• Listed records:

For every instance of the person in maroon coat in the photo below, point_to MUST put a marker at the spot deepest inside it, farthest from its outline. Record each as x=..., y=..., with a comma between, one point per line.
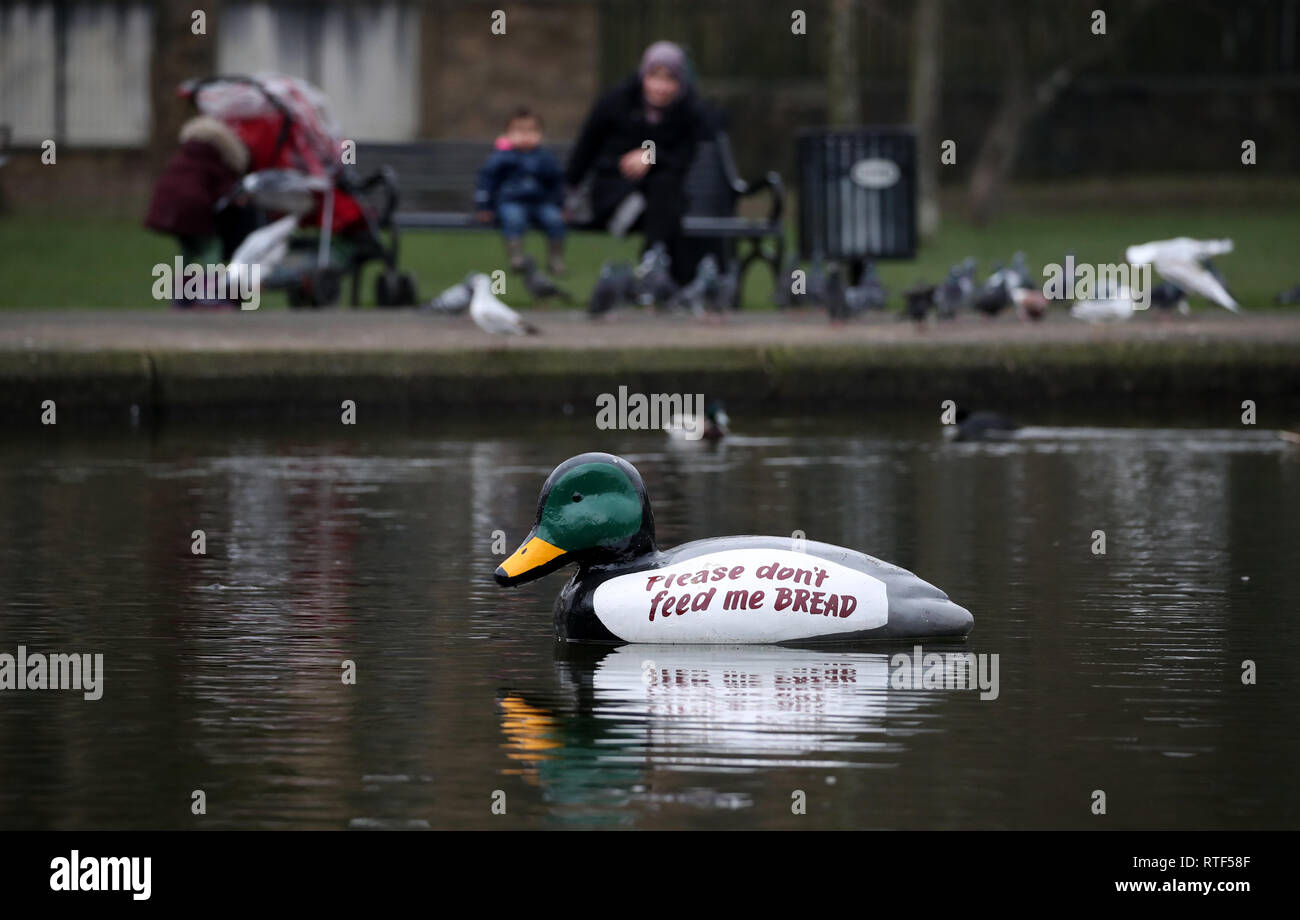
x=629, y=189
x=207, y=165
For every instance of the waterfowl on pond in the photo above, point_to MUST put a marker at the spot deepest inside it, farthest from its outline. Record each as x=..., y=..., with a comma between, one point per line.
x=982, y=426
x=594, y=512
x=713, y=426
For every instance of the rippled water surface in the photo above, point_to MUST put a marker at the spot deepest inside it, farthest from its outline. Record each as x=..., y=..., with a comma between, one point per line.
x=1118, y=672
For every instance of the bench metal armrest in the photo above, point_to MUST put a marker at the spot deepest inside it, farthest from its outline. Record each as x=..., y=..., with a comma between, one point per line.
x=775, y=187
x=742, y=189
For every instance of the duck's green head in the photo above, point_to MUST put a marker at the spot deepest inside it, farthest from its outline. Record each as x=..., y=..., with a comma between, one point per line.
x=593, y=510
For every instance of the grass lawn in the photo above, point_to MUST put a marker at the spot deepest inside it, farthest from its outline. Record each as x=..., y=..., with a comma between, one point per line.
x=61, y=261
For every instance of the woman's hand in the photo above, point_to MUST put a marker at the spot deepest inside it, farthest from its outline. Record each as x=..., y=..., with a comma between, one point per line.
x=633, y=164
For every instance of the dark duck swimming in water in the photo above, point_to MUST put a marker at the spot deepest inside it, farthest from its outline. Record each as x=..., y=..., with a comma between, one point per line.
x=594, y=512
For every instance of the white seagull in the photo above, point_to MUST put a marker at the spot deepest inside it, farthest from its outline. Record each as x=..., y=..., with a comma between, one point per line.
x=1179, y=260
x=490, y=315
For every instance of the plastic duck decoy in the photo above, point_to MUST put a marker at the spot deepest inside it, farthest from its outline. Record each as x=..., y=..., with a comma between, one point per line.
x=594, y=512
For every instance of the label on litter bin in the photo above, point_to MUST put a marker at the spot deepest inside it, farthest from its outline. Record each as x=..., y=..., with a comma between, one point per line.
x=875, y=173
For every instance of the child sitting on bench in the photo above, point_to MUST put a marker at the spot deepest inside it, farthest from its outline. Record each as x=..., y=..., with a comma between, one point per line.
x=521, y=185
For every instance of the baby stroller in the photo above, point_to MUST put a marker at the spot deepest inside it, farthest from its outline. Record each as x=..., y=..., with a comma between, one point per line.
x=297, y=179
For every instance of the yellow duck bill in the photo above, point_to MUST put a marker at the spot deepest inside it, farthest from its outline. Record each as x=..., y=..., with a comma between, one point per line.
x=533, y=559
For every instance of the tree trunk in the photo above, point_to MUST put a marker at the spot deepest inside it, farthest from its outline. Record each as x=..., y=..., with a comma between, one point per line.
x=923, y=105
x=841, y=66
x=178, y=55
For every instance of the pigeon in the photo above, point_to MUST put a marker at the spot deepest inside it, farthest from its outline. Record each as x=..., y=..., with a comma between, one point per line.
x=833, y=295
x=992, y=295
x=1182, y=261
x=867, y=294
x=1030, y=303
x=614, y=287
x=957, y=290
x=1010, y=285
x=540, y=286
x=1168, y=296
x=654, y=281
x=921, y=298
x=1018, y=273
x=702, y=291
x=728, y=287
x=492, y=316
x=455, y=299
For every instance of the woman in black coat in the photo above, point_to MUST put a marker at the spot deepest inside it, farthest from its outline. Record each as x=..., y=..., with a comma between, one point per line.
x=655, y=104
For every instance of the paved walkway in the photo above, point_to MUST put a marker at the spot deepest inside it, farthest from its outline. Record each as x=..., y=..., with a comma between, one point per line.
x=167, y=330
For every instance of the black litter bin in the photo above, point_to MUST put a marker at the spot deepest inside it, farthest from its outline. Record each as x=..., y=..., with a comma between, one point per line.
x=858, y=194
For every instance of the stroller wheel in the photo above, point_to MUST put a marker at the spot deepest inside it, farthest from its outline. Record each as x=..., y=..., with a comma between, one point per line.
x=407, y=295
x=388, y=290
x=323, y=287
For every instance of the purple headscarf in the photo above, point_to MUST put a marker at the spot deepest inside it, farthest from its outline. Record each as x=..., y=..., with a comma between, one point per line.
x=672, y=59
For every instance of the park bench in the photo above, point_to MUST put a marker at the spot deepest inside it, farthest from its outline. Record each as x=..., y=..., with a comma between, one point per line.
x=436, y=186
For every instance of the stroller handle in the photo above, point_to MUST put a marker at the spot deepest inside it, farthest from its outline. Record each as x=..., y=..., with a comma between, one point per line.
x=191, y=89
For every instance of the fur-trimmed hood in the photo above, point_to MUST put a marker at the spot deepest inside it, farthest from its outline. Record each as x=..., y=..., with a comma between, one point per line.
x=209, y=130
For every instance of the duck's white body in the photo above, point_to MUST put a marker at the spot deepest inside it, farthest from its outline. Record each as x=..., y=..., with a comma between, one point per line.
x=741, y=595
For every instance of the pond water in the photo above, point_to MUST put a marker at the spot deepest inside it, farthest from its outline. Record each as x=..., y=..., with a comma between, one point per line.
x=1119, y=672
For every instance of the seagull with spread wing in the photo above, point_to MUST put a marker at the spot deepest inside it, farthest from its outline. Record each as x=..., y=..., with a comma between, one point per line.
x=1182, y=261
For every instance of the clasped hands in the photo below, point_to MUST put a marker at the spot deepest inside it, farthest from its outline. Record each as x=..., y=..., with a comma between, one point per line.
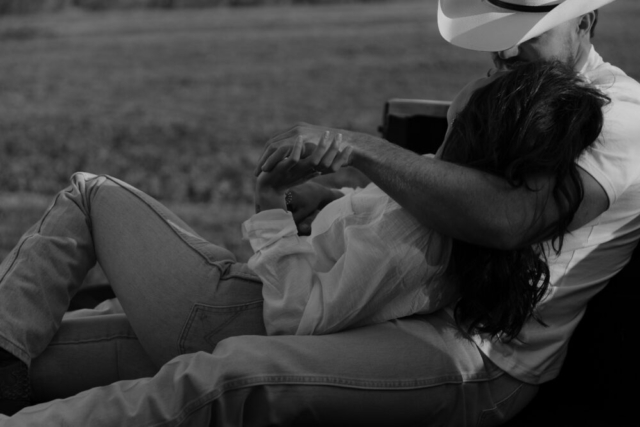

• Stated problem: Lay out every row above as a numbered list, leaving out any blank lines. Omit the pictures from the output.

• Result:
1. For every instance of the person in maroon coat in the photo below, point_to MUST put a marker at the spot deepest inside it, farthest from its outline. Record each as x=..., y=..., with a comma between, one point per line.
2. x=629, y=189
3. x=207, y=165
4. For every instance of the waterfowl on pond in the photo above, point_to MUST put a marker at the spot deepest inside it, farthest from its outline. Record each as x=..., y=..., with a comma between, one point per line.
5. x=982, y=426
6. x=594, y=512
7. x=713, y=426
8. For every instance of the rippled water surface in the photo above, point_to MUST put a marker at the spot deepest inside it, farthest from its outline. Record each as x=..., y=..., with a comma between, one point per line.
9. x=1118, y=672
10. For every instance of the bench metal armrest in the photo above, point_to MUST put a marker at the spot deepest inside it, farthest from its outline. Record each as x=..., y=..., with a comma between, one point per line.
11. x=775, y=187
12. x=742, y=189
13. For every instance of the duck's green head in the photo above, point_to MUST put a marker at the spot deepest inside it, farthest from its outline. Record each as x=..., y=..., with a comma between, one point per line.
14. x=593, y=510
15. For every instance of the grass lawn in the photo above, point_to MUST put a marker at the spot deepest inside it, farthest from its outline. Record each as x=..., y=..., with a comma between, one point per line.
16. x=61, y=261
17. For every instance of the woman's hand in the photo above, point_to MUST put a marker at the spot deepest inside it, farthest from its outline. Record each as x=..., y=..., with a comma between, one point per line.
18. x=633, y=164
19. For every instance of the dark duck swimming in water in the photo above, point_to MUST put a marker at the spot deepest inside it, farthest from its outline. Record each as x=..., y=..., with a comma between, one point per line.
20. x=594, y=512
21. For every instance of the white seagull in the photo above, point_to MUST put a marker at the spot deepest inside it, farthest from its outline. Record each as x=..., y=..., with a comma between, one point per line.
22. x=1179, y=260
23. x=490, y=315
24. For every instance of the plastic duck decoy in the photo above, point_to MUST put a marker at the spot deepest inside it, farthest from its outline. Record each as x=..., y=..., with a comma between, one point per line.
25. x=594, y=512
26. For every instance of the label on litter bin in the photo above, point_to MUST put a marker at the spot deepest inside it, farthest from its outline. Record each as x=..., y=..., with a comma between, one point per line.
27. x=875, y=173
28. For every instance of the child sitting on bench in the photo above, point_to MUST put a marker at the spot deepest inside it, farthest from its outline. Record each as x=..., y=..., with a comma between, one point per line.
29. x=521, y=185
30. For every instance of the baby stroller in the photo above, point_to MUST put a marker at the spot deepest inside it, farthest from its outline. Record each as x=..., y=..., with a comma between, one point per line.
31. x=297, y=179
32. For every instance of the yellow duck bill in the photo above, point_to MUST put a marker at the spot deepest inside it, farthest from its outline. Record each as x=..., y=..., with a comma between, one point per line.
33. x=533, y=559
34. For every instance of the tree trunk in the photo above, point_to MUST put a marker at the spot deepest inside it, farthest from its outline. Record each as x=..., y=..., with a comma between, one point per line.
35. x=923, y=105
36. x=841, y=66
37. x=178, y=55
38. For every instance of the pigeon in the photo above, point_to MUST put a marker at the spot deepest inside it, farthest from its outline. Record each as x=..., y=..., with a comma between, one point per line.
39. x=833, y=295
40. x=992, y=295
41. x=1182, y=261
42. x=867, y=294
43. x=1030, y=303
44. x=614, y=287
45. x=957, y=290
46. x=1010, y=285
47. x=540, y=286
48. x=1168, y=296
49. x=654, y=281
50. x=921, y=298
51. x=1018, y=273
52. x=702, y=291
53. x=728, y=287
54. x=492, y=316
55. x=455, y=299
56. For every instance of the woman in black coat in the photo above, point_to MUST put a marker at the spot deepest inside it, farthest from its outline. Record each as x=..., y=..., with a comma between, one point per line.
57. x=655, y=104
58. For every instance of the paved walkway in the photo above, point_to MUST put a marker at the spot deepest inside it, farthest from its outline. Record each as x=..., y=..., with a comma between, one point per line.
59. x=167, y=330
60. For every instance of the black litter bin in the photo above, point_to MUST put a marker at the spot deepest inside it, farthest from its outline. Record each as x=..., y=..., with a comma between, one point per line.
61. x=858, y=194
62. For every instance of the stroller wheel in the photo above, point_to MUST put a marker at the spot deepest inside it, farthest from its outline. Record each as x=..., y=..., with a comma between, one point per line.
63. x=407, y=295
64. x=388, y=290
65. x=323, y=287
66. For every instance of the purple headscarf in the photo above, point_to MUST put a marker at the spot deepest inside it, farthest from its outline. Record each as x=..., y=..., with a comma between, one point per line.
67. x=672, y=59
68. For every instance of the park bench in the photo above, point_to MUST put a marker at the spot deepest inside it, farthest from its outline. Record each as x=..., y=..., with a comma between, one point per line.
69. x=436, y=186
70. For every instance of the stroller handle in the photo above, point_to MUST put a marker at the spot deepest inside it, farthest from its outline. Record each as x=..., y=..., with a comma between, one point per line.
71. x=191, y=89
72. For every instance of the fur-trimmed hood in the photo above, point_to MUST put a marker at the spot deepest inside it, farthest from its outline. Record each as x=..., y=..., with a comma between, one point per line.
73. x=209, y=130
74. For every instance of the duck's white body in the photo above, point_to MUST put a marker at the spot deepest inside it, farthest from its outline. Record each as x=..., y=..., with a comma between, one point per line.
75. x=741, y=595
76. For every instance of the pond water in the photo above, point_to MUST put a marker at the spot deepest inside it, farthest from its outline. Record each as x=..., y=..., with a comma between, one point per line.
77. x=1119, y=672
78. For every instance of the seagull with spread wing in the photo above, point_to MUST put a marker at the spot deepest inside it, farthest from its outline. Record each as x=..., y=..., with a comma between, one point per line.
79. x=1182, y=261
80. For every instance of the clasped hands in the photo below, point_to MUST put a marker at the spot deepest inside it, farthest from its outline. Record each as x=..., y=..., with a comma between, one point per line.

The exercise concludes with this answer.